## WRITTEN TASK
Pick up the article on identifying net-pay cutoffs after its final sentence and carry it forward.

## DOCUMENT SEGMENT

────

September 2011
Special Focus

A data-driven approach to identify net-pay cutoffs

The concepts of net reservoir (good-quality reservoir rock) and net pay (good-quality hydrocarbon-bearing reservoir rock) are intrinsically related. A knowledge of net pay is important for the volumetric estimation of hydrocarbon resources. Yet there is no universal definition of net pay, no general acceptance of its role in integrated reservoir studies, and no recognized method for evaluating it, and there are disparate views on how to make use of it.1 Partly for these reasons, net pay constitutes a major source of uncertainty in volumetric reserves estimates, second only to gross rock volume. This article examines the state of the industry with regard to quantifying net pay using determined formation properties and promotes an improved methodology that avoids drawbacks of traditional approaches. A specific aim is to reduce subjectivity, so that different subsurface teams can deliver more closely aligned net-pay estimates. These matters are especially important during the early stages of field life, when uncertainty in estimated petroleum resources is greatest.

 

PAUL F. WORTHINGTON, Gaffney, Cline & Associates

The proposed approach takes account of rock type and reservoir depletion mechanisms and honors scale of measurement. The outcome includes more exact petrophysical interpretations of hydrocarbon-bearing intervals and more meaningful reservoir models.

 

 Core sampling and laboratory analysis images courtesy of Baker Hughes. 
Core sampling and laboratory analysis images courtesy of Baker Hughes.

The concepts of net reservoir (good-quality reservoir rock) and net pay (good-quality hydrocarbon-bearing reservoir rock) are intrinsically related. A knowledge of net pay is important for the volumetric estimation of hydrocarbon resources. Yet there is no universal definition of net pay, no general acceptance of its role in integrated reservoir studies, and no recognized method for evaluating it, and there are disparate views on how to make use of it.1 Partly for these reasons, net pay constitutes a major source of uncertainty in volumetric reserves estimates, second only to gross rock volume. This article examines the state of the industry with regard to quantifying net pay using determined formation properties and promotes an improved methodology that avoids drawbacks of traditional approaches. A specific aim is to reduce subjectivity, so that different subsurface teams can deliver more closely aligned net-pay estimates. These matters are especially important during the early stages of field life, when uncertainty in estimated petroleum resources is greatest.

────

## Object outline annotations
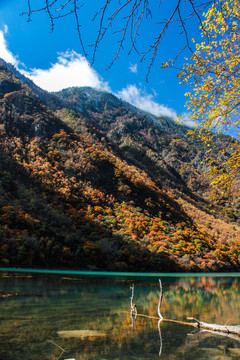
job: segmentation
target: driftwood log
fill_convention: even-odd
[[[187,320],[191,320],[194,322],[186,322],[186,321],[179,321],[179,320],[172,320],[172,319],[165,319],[163,318],[161,314],[161,305],[162,305],[162,298],[163,298],[163,291],[162,291],[162,282],[159,279],[159,285],[160,285],[160,294],[159,294],[159,301],[158,301],[158,317],[157,316],[150,316],[145,314],[136,314],[136,317],[145,317],[149,319],[155,319],[165,322],[171,322],[179,325],[186,325],[186,326],[192,326],[204,331],[208,331],[211,333],[214,333],[216,335],[225,335],[228,337],[231,337],[232,339],[235,339],[237,341],[240,341],[240,325],[218,325],[218,324],[208,324],[203,321],[199,321],[193,317],[188,317]],[[134,296],[134,285],[130,288],[132,289],[132,296],[131,296],[131,303],[130,303],[130,310],[132,311],[132,300]],[[130,313],[130,316],[132,318],[132,312]],[[135,317],[135,319],[136,319]]]

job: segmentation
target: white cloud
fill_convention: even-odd
[[[0,30],[0,57],[6,62],[9,62],[17,67],[19,61],[17,60],[16,56],[14,56],[11,51],[8,50],[7,42],[4,37],[7,32],[8,27],[7,25],[4,25],[3,30]]]
[[[131,64],[131,65],[129,66],[129,70],[130,70],[132,73],[137,74],[137,72],[138,72],[137,64]]]
[[[91,86],[110,91],[107,82],[90,66],[82,55],[67,51],[49,69],[31,69],[24,72],[35,84],[47,91],[59,91],[72,86]]]
[[[177,118],[177,114],[173,109],[157,103],[154,101],[153,95],[145,94],[141,89],[137,88],[136,85],[128,85],[125,89],[119,91],[117,96],[150,114],[159,117],[167,116],[173,120]]]

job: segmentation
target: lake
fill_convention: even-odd
[[[240,341],[166,320],[240,324],[238,276],[2,269],[0,296],[1,360],[240,359]]]

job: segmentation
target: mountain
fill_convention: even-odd
[[[49,94],[2,63],[0,138],[2,266],[239,269],[238,199],[214,193],[186,127],[91,88]]]

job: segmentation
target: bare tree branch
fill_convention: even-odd
[[[32,20],[32,14],[38,12],[46,12],[50,19],[51,31],[54,30],[55,21],[60,18],[64,18],[70,15],[74,16],[74,21],[76,23],[76,31],[80,41],[80,46],[83,51],[84,56],[87,57],[87,52],[85,50],[85,43],[82,38],[83,30],[81,30],[81,21],[80,15],[83,13],[82,7],[85,4],[85,1],[80,4],[80,0],[65,0],[64,3],[60,2],[61,0],[42,0],[43,6],[37,9],[32,8],[33,1],[26,0],[28,10],[21,15],[27,16],[27,21]],[[167,1],[167,0],[165,0]],[[158,2],[158,9],[161,11],[162,4],[164,2]],[[149,39],[148,44],[142,44],[138,41],[138,37],[141,35],[140,31],[143,29],[145,21],[153,21],[161,15],[154,14],[152,16],[153,5],[149,0],[125,0],[124,2],[118,2],[116,0],[102,0],[102,5],[96,10],[96,13],[92,19],[92,22],[97,22],[97,35],[91,47],[92,55],[91,62],[94,63],[96,59],[97,50],[106,37],[107,33],[112,31],[112,34],[118,36],[117,49],[113,51],[112,60],[107,67],[108,69],[115,63],[119,58],[121,51],[124,49],[124,45],[128,45],[128,54],[133,50],[138,54],[140,61],[144,61],[148,58],[148,67],[146,79],[148,79],[151,68],[156,61],[158,56],[159,47],[161,40],[163,39],[165,33],[173,23],[179,23],[180,28],[182,29],[182,34],[184,34],[185,44],[182,49],[178,51],[172,64],[177,61],[179,56],[188,49],[193,51],[190,45],[190,30],[189,24],[193,24],[193,19],[196,18],[198,21],[198,26],[203,32],[205,32],[206,37],[208,34],[204,28],[204,24],[201,18],[202,12],[204,9],[208,8],[211,4],[217,3],[216,0],[176,0],[174,3],[169,3],[170,14],[164,20],[159,22],[157,25],[161,25],[159,30],[156,32],[155,36],[153,35]],[[181,5],[181,6],[180,6]],[[191,11],[190,11],[191,10]],[[90,19],[89,19],[90,20]],[[155,20],[156,22],[156,20]],[[191,23],[190,23],[191,22]],[[181,34],[180,33],[180,34]],[[153,40],[154,41],[151,41]],[[129,40],[130,43],[127,43]],[[152,42],[152,44],[151,44]],[[139,46],[143,49],[139,49]]]

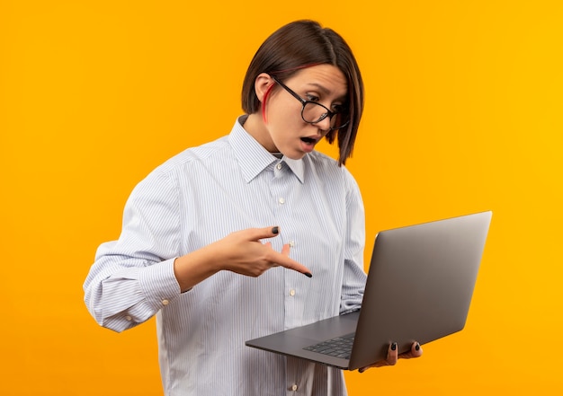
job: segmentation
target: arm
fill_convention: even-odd
[[[260,242],[275,236],[277,227],[232,233],[180,256],[178,200],[176,186],[158,172],[133,190],[120,239],[100,246],[84,285],[88,310],[100,325],[116,331],[134,327],[219,270],[257,277],[280,265],[311,277],[288,257],[288,245],[277,252]]]

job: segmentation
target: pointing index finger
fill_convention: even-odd
[[[287,246],[287,247],[286,247]],[[293,269],[294,271],[300,272],[308,277],[313,277],[313,274],[311,274],[310,269],[305,267],[303,264],[300,264],[294,260],[290,259],[287,254],[289,253],[289,246],[284,245],[282,253],[278,253],[277,251],[273,251],[275,254],[275,257],[273,258],[273,262],[275,262],[277,265],[286,268],[288,269]],[[285,254],[284,254],[285,253]]]

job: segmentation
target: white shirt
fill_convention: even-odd
[[[346,394],[340,370],[245,341],[358,309],[363,295],[363,205],[343,166],[317,152],[276,158],[243,128],[188,149],[133,190],[118,241],[103,243],[85,301],[116,331],[156,315],[168,396]],[[231,232],[280,226],[273,248],[313,277],[273,268],[258,277],[221,271],[186,293],[175,258]]]

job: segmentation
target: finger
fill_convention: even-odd
[[[248,241],[258,241],[263,238],[273,238],[280,233],[280,227],[248,228],[245,230]]]
[[[289,251],[289,245],[287,248],[284,246],[281,253],[278,253],[275,251],[272,251],[270,261],[281,267],[284,267],[288,269],[293,269],[294,271],[300,272],[301,274],[306,275],[308,277],[313,277],[313,275],[311,274],[311,270],[309,268],[288,257]]]
[[[386,365],[397,365],[398,359],[398,356],[397,342],[392,342],[391,344],[389,344],[389,347],[387,349],[387,358],[385,360],[380,360],[379,362],[376,362],[371,365],[369,365],[367,367],[362,367],[358,371],[360,373],[363,373],[364,371],[366,371],[368,368],[371,368],[371,367],[383,367]]]
[[[385,359],[389,365],[397,365],[397,360],[398,359],[398,349],[397,342],[391,342],[391,345],[387,349],[387,359]]]
[[[423,350],[420,344],[416,341],[413,342],[408,352],[405,352],[398,356],[399,359],[412,359],[413,357],[422,356]]]

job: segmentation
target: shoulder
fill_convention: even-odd
[[[353,176],[344,165],[338,166],[336,160],[323,153],[313,151],[305,156],[304,161],[307,168],[323,177],[336,177],[355,184]]]

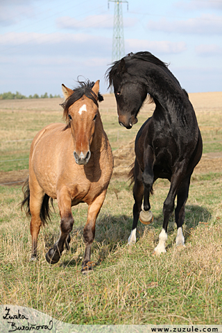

────

## FINAL RESULT
WHAT IS NET PAY?

Net pay is a thickness with units of length, and it can only be measured at a well. It is a subinterval within the gross thickness, comprising those net-reservoir intervals that contain a significant volume of potentially exploitable hydrocarbons. Thus, net pay is a subset of net reservoir. Net-pay subintervals are often aggregated to give a total net pay and thence, by ratio to gross thickness, net-to-gross pay. The quantification of net-to-gross pay lies on the critical path to the estimation of ultimate recovery through the “static volumetric” method. However, for geological mapping and engineering purposes, an aggregated net-to-gross pay is not useful in itself. An inventory needs to be kept of exactly where the pay subintervals are located.

In essence, the net-pay concept leads to the identification at a well of those sections of a reservoir that will produce exploitable hydrocarbons, excluding the rest. Thus, net pay allows recovery efficiency to be evaluated meaningfully against an initial hydrocarbon volume that is contained within the reservoir rock. In other words, recovery efficiency is measured against in-place hydrocarbon volumes in rock that will allow reservoir fluids to be stored and to flow. Otherwise, estimates of recovery efficiency can be distorted by the inclusion of non-contributing volumes (in non-reservoir rock) that will not be produced.

Once net reservoir and net pay have been identified, petrophysical algorithms can be established over these intervals as appropriate. This means that interpretative equations can be founded exclusively on calibrating data from those very same intervals to which they are to be applied. Otherwise, data from non-reservoir intervals might influence the establishment of interpretative algorithms and thereby degrade their application over net reservoir and net pay. Moreover, if there is no separation of net reservoir and net pay from the gross thickness, it will be necessary to characterize the non-reservoir rock to the same degree as the reservoir rock. Given that core analysis of lower-quality rock is more expensive than of reservoir rock, it is a challenge to envisage this happening as part of the evaluation of conventional reservoirs in any cost-conscious culture.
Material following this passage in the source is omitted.